Stored data:
==================================================

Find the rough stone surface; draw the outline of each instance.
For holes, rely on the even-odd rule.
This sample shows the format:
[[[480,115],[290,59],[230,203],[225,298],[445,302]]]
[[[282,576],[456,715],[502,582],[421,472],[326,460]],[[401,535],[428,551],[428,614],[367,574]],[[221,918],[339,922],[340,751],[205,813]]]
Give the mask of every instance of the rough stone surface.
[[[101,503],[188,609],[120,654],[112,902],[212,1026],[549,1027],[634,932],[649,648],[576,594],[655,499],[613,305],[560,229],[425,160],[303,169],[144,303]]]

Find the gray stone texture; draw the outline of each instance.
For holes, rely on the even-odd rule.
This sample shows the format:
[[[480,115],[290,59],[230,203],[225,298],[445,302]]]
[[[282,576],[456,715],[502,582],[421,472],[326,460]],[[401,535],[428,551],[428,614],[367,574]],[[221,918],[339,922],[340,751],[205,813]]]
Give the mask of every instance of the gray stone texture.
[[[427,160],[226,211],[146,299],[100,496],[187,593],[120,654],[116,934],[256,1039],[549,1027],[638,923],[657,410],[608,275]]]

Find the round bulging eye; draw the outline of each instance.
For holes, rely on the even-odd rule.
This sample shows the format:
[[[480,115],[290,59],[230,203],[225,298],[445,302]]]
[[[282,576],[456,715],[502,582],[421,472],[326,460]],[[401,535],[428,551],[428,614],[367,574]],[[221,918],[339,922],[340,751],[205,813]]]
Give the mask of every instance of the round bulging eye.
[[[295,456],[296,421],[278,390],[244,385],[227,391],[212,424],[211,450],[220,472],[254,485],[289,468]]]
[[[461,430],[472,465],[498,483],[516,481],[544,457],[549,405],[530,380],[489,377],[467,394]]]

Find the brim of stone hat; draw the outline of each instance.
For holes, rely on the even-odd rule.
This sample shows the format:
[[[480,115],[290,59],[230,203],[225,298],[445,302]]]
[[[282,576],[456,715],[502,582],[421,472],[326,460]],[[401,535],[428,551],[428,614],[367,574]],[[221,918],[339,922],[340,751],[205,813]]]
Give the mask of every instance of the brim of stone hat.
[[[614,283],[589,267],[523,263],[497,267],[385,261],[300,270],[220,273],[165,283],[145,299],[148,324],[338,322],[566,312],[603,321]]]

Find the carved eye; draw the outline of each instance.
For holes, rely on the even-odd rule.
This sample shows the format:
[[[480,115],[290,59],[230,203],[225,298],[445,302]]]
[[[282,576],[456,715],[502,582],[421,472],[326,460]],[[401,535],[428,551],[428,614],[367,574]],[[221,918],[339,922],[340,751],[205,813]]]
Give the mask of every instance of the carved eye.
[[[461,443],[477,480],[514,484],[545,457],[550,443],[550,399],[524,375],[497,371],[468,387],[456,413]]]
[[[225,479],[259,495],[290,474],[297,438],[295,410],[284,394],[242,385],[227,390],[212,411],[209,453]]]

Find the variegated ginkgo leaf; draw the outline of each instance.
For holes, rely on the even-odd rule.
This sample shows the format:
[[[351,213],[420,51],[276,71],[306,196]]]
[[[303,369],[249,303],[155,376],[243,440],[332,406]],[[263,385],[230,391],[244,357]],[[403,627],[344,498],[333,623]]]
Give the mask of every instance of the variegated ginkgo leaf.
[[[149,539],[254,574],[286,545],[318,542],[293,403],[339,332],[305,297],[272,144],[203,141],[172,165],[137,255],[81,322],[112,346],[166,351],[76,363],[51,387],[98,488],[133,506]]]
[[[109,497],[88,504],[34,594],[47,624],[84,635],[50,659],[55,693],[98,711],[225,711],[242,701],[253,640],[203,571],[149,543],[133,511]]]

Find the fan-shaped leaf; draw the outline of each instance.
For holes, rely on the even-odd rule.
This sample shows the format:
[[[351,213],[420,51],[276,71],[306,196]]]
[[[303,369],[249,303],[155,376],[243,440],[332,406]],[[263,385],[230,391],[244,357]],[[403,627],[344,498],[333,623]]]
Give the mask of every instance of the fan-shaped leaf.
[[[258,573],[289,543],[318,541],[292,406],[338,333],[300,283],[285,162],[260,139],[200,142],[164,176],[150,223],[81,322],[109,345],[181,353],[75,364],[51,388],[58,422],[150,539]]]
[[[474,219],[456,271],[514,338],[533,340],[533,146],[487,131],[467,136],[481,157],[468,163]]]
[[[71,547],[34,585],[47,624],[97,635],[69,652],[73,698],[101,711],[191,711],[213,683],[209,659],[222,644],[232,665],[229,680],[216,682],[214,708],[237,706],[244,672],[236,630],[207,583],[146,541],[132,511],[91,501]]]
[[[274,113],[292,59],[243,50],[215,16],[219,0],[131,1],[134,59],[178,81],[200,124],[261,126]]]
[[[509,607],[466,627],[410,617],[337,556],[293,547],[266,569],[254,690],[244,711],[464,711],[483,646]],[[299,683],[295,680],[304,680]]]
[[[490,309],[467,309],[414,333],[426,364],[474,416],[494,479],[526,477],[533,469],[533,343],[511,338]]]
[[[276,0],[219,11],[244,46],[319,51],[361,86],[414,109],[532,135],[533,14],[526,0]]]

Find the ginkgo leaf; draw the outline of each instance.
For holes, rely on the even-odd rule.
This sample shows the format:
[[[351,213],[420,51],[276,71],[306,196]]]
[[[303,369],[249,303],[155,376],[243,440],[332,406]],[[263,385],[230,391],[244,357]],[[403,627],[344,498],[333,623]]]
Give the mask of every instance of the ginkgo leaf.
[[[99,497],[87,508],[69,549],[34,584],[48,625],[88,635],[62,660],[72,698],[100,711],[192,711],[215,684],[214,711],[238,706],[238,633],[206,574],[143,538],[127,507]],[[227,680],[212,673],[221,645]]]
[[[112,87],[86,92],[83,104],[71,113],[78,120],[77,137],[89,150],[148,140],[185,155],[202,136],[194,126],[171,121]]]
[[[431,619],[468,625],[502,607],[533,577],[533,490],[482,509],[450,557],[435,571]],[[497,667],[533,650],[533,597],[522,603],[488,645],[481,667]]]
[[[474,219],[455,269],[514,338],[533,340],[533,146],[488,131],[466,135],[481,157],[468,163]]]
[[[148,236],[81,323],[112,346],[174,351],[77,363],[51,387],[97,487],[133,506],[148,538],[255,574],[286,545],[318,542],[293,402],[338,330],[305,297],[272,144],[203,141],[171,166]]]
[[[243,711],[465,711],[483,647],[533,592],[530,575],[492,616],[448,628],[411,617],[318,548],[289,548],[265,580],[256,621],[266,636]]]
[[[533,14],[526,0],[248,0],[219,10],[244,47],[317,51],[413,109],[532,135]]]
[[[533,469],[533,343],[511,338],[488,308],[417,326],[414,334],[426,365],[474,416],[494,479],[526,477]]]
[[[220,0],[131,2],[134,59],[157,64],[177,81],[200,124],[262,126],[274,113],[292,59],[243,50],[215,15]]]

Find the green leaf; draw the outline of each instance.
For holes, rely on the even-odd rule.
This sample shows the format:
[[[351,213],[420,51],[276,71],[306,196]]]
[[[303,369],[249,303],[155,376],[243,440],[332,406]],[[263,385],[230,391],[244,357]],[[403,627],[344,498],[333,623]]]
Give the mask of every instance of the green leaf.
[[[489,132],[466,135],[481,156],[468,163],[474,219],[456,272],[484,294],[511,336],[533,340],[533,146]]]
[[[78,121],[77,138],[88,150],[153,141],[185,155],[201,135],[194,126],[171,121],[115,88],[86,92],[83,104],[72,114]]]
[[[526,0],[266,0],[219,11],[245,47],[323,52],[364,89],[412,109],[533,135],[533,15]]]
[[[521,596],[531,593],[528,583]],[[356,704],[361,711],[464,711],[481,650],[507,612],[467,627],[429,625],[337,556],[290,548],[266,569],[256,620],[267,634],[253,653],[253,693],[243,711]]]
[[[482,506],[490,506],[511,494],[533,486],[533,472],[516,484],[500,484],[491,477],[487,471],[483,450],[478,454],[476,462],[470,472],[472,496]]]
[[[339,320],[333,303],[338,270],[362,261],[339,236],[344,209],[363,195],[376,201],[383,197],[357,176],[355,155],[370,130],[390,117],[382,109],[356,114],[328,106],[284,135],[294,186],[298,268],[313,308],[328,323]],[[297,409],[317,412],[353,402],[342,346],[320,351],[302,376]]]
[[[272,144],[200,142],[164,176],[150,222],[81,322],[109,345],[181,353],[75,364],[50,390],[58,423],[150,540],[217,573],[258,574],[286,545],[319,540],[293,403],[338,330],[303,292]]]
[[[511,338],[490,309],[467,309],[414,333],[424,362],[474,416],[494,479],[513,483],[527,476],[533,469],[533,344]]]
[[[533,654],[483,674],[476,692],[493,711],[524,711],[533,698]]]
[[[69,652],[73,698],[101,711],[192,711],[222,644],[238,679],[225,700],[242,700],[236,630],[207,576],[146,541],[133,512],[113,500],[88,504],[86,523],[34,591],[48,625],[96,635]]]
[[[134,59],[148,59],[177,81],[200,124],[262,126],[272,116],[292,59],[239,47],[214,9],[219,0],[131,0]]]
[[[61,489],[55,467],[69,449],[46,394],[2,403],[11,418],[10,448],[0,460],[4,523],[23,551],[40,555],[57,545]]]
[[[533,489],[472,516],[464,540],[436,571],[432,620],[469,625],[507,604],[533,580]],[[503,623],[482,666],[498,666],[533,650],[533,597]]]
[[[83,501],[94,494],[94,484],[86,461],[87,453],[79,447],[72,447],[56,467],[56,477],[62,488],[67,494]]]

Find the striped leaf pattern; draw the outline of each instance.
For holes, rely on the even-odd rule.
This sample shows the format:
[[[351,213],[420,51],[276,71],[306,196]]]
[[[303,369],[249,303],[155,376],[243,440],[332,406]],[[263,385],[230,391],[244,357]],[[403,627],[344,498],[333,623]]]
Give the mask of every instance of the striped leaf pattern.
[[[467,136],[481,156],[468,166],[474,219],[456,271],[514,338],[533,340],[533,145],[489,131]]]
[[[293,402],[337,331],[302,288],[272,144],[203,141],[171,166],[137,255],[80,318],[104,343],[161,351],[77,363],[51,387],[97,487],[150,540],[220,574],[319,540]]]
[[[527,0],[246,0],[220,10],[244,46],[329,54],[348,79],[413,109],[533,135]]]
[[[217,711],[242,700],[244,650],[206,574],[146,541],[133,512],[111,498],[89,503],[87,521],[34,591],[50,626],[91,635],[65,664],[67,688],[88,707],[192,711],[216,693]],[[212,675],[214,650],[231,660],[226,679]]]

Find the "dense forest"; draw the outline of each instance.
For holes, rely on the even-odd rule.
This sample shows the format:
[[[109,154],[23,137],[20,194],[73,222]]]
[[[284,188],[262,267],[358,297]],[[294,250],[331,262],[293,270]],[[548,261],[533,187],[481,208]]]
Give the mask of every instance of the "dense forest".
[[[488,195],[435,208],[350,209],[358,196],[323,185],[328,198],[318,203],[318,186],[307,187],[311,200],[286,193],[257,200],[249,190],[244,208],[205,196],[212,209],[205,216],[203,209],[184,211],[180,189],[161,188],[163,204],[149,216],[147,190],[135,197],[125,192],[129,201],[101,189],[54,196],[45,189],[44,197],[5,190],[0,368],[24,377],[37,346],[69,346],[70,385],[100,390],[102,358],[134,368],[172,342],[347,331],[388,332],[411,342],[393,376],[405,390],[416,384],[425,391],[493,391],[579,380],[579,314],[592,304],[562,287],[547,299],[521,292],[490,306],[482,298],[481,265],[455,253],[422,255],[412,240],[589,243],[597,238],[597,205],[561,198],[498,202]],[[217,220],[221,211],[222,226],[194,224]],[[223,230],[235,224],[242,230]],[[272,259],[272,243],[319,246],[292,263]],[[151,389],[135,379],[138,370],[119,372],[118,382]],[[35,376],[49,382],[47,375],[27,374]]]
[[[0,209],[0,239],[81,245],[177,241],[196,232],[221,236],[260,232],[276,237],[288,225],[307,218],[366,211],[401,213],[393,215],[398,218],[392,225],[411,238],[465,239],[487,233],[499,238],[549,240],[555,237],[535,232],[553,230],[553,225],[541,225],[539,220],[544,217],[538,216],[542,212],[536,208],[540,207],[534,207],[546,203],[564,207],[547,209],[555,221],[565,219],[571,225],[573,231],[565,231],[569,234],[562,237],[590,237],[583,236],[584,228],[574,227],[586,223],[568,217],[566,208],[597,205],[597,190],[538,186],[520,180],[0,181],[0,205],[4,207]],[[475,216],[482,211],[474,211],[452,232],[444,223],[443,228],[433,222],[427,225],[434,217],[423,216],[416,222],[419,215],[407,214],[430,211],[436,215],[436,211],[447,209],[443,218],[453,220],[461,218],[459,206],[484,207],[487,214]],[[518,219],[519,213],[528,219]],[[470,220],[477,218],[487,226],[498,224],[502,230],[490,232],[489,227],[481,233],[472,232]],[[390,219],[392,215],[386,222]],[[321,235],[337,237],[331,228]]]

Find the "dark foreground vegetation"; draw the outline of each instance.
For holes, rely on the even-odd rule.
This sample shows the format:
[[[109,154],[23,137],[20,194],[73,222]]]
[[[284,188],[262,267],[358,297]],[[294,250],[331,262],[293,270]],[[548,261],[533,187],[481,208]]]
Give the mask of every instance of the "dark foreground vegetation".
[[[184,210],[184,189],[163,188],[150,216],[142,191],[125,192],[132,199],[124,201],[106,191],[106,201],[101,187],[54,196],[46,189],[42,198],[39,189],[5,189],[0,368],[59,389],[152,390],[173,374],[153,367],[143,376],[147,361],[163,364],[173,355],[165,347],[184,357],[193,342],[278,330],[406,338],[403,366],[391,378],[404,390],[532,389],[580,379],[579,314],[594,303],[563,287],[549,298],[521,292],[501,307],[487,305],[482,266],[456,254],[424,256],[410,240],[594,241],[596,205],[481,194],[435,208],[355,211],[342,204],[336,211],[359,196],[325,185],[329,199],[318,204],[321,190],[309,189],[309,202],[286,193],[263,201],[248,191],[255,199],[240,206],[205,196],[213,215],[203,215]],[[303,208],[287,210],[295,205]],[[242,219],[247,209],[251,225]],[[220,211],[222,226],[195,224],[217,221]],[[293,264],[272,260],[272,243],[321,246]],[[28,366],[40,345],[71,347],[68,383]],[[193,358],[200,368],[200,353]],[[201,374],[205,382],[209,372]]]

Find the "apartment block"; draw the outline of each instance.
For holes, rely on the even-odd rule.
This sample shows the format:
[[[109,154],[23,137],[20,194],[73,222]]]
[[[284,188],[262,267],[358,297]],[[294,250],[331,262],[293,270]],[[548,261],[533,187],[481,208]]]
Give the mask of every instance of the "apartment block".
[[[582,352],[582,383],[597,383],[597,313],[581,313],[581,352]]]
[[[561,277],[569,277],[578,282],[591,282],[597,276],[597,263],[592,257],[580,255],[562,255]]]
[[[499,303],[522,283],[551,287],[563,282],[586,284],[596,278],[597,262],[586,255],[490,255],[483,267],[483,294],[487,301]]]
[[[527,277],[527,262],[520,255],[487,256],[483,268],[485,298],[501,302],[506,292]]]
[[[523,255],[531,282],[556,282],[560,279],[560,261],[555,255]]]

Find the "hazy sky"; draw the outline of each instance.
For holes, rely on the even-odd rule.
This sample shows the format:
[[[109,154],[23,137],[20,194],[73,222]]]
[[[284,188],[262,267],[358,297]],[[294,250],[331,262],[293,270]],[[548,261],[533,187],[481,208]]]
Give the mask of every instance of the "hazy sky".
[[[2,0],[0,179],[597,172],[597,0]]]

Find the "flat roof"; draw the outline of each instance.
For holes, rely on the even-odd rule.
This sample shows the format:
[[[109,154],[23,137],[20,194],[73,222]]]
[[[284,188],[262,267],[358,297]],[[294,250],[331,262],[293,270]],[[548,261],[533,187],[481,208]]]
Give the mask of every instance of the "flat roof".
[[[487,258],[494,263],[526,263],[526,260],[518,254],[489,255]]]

==================================================

#### [Work task]
Copy the entries word for word. Start at the first line and end with the line containing "Find the round".

#### [Exercise solution]
Find the rough stone surface; draw the outline of each instance.
For holes, rely on the even-odd rule.
This sample shows the format:
[[[480,115],[290,59],[230,203],[225,298],[445,302]]]
[[[282,576],[456,715],[502,582],[421,472],[326,460]],[[401,535],[428,551],[428,614],[367,574]],[[221,918],[339,922],[340,751],[205,813]]]
Give the mask of every instance of the rough stone surface.
[[[101,503],[188,609],[120,654],[112,902],[212,1026],[549,1027],[634,932],[649,648],[576,594],[655,499],[613,305],[560,229],[425,160],[303,169],[144,303]]]

Find the gray stone texture; draw the outline of each instance.
For holes, rely on the even-odd rule.
This sample shows the format:
[[[480,115],[290,59],[230,203],[225,298],[445,302]]]
[[[282,576],[456,715],[502,582],[421,472],[326,460]],[[401,535],[428,551],[428,614],[367,574]],[[221,918],[339,922],[340,751],[205,813]]]
Give the mask of every instance of the gray stone texture.
[[[427,160],[226,211],[146,299],[100,496],[187,593],[120,654],[116,934],[256,1039],[549,1027],[638,923],[657,410],[608,275]]]

Find the round bulging eye; draw the outline of each instance.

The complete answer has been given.